[Fragmento del texto]
Octubre, escribiendo(se) de costado
Por Eduardo Grüner
Viernes 10 de noviembre de 2017
"MK es un escritor: su materia prima es el “momento autónomo”; es decir, el desajuste casi invisible, el chirrido apenas audible. Pero que están ahí, en un primer plano que, con discreción pero con firmeza, señala el desvío hacia la profundidad de campo": el prólogo al último libro de Martín Kohan, publicado por Godot.
Por Eduardo Grüner.
1917. Una fecha es una fecha. Los historiadores fechan. Es decir: ponen banderines en las líneas de tiempo para indicar que se pasa de una cosa a otra. Parece fácil, pero no. Detrás de ese número aséptico hay, con frecuencia, todo un campo de batalla en el que se juega el “conflicto de las interpretaciones”: la fecha, ese puente entre dos mundos, tiene que ser justificada, argumentada, defendida o refutada. En los espacios entre cuatro números se cuelan posicionamientos teóricos, filosóficos, ideológicos, políticos. En el límite, enteras concepciones del tiempo histórico. Que —si yo recuerdo bien las lecciones del secundario— para salir de la Edad Media gane la batalla el número 1453 o el 1492, supone una imagen muy diferente de lo que confusamente se llama “Modernidad”. Claro que ya suponía esa diferencia la mera existencia de una etapa de la historia “universal” denominada Edad Media, cuyos rasgos definitorios —conflictos entre los siervos de la gleba y los señores terratenientes, o entre estos y el poder monárquico centralizado, o entre este y el papado, y via dicendo— con mucha suerte “definen” a algo así como el 5% de las sociedades entonces existentes. En efecto: ¿qué pueden significar esos rasgos para un bantú del África subsahariana, un aimara del altiplano boliviano, un manchú de China del norte, un tungús de las estepas siberianas? ¿Cuántas particularidades, pues, tienen que ser expulsadas de la Historia para que esta devenga universal?

[Consigna A] Reúne todas las líneas del listado que contengan la palabra "leaf" y cópialas.
El texto y el listado no tienen relación entre sí.

[Material de trabajo]
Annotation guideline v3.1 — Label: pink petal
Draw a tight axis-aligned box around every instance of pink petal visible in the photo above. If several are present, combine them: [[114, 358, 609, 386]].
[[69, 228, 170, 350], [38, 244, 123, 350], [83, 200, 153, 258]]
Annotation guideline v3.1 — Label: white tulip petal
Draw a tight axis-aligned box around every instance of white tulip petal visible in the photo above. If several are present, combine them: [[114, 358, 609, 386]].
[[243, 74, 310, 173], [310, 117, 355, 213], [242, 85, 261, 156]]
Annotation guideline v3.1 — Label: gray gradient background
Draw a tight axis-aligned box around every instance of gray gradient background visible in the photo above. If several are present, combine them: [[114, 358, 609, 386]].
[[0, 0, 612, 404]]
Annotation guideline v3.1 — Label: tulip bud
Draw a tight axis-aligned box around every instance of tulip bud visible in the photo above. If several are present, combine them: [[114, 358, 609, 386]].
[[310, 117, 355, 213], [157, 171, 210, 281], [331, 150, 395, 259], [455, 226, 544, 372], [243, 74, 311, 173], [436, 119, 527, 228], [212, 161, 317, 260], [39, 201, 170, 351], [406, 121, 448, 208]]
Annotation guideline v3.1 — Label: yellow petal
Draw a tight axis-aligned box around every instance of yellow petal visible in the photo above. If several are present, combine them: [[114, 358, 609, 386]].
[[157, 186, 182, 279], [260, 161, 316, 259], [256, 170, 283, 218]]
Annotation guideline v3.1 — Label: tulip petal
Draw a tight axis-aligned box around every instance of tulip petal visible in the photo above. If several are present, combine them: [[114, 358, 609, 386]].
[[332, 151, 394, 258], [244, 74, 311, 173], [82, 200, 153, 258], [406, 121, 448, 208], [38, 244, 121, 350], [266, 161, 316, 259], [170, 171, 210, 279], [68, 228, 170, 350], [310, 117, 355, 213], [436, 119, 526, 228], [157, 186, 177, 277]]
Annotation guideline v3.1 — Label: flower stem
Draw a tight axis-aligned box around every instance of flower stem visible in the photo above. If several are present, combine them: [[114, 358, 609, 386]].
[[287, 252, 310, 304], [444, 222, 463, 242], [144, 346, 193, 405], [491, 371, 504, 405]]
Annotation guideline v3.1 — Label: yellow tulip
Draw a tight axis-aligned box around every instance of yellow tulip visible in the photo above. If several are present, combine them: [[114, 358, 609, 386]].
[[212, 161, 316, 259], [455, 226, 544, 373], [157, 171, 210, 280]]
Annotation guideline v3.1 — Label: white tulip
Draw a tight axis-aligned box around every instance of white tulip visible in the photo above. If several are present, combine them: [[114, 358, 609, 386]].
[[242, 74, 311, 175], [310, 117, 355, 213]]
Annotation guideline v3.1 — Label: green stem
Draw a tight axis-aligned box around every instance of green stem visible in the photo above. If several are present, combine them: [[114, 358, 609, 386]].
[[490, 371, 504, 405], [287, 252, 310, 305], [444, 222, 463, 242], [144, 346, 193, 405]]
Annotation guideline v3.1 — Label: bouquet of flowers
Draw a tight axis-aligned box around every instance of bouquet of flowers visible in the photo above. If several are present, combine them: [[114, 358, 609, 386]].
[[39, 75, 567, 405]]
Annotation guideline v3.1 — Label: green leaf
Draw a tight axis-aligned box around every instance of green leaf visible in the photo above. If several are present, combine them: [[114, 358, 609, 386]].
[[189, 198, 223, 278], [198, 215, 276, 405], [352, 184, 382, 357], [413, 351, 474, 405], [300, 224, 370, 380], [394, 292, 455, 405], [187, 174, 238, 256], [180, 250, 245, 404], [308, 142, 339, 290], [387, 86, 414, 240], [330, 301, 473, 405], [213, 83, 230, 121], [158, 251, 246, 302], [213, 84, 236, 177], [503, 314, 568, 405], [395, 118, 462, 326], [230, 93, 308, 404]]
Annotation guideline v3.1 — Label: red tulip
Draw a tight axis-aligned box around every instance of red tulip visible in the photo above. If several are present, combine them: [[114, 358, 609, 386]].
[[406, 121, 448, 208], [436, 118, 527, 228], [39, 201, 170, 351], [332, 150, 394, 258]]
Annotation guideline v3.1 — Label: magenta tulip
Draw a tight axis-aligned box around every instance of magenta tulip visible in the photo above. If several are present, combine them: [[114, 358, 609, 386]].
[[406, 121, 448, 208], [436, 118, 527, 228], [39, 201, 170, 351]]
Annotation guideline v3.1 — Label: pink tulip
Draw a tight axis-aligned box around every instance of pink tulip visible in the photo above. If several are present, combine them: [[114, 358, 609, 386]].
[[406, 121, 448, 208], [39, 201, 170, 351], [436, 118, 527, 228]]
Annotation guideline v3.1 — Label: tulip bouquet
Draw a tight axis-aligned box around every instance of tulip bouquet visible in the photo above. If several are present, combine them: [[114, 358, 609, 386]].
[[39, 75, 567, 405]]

[Consigna B] Vuelve a escribir el texto completo sobre las fechas históricas y 1917, sin ningún cambio.

[Respuesta completa A]
Annotation guideline v3.1 — Label: green leaf
Draw a tight axis-aligned box around every instance of green leaf visible in the photo above. If several are present, combine them: [[114, 358, 609, 386]].

[Respuesta completa B]
Octubre, escribiendo(se) de costado
Por Eduardo Grüner
Viernes 10 de noviembre de 2017
"MK es un escritor: su materia prima es el “momento autónomo”; es decir, el desajuste casi invisible, el chirrido apenas audible. Pero que están ahí, en un primer plano que, con discreción pero con firmeza, señala el desvío hacia la profundidad de campo": el prólogo al último libro de Martín Kohan, publicado por Godot.
Por Eduardo Grüner.
1917. Una fecha es una fecha. Los historiadores fechan. Es decir: ponen banderines en las líneas de tiempo para indicar que se pasa de una cosa a otra. Parece fácil, pero no. Detrás de ese número aséptico hay, con frecuencia, todo un campo de batalla en el que se juega el “conflicto de las interpretaciones”: la fecha, ese puente entre dos mundos, tiene que ser justificada, argumentada, defendida o refutada. En los espacios entre cuatro números se cuelan posicionamientos teóricos, filosóficos, ideológicos, políticos. En el límite, enteras concepciones del tiempo histórico. Que —si yo recuerdo bien las lecciones del secundario— para salir de la Edad Media gane la batalla el número 1453 o el 1492, supone una imagen muy diferente de lo que confusamente se llama “Modernidad”. Claro que ya suponía esa diferencia la mera existencia de una etapa de la historia “universal” denominada Edad Media, cuyos rasgos definitorios —conflictos entre los siervos de la gleba y los señores terratenientes, o entre estos y el poder monárquico centralizado, o entre este y el papado, y via dicendo— con mucha suerte “definen” a algo así como el 5% de las sociedades entonces existentes. En efecto: ¿qué pueden significar esos rasgos para un bantú del África subsahariana, un aimara del altiplano boliviano, un manchú de China del norte, un tungús de las estepas siberianas? ¿Cuántas particularidades, pues, tienen que ser expulsadas de la Historia para que esta devenga universal?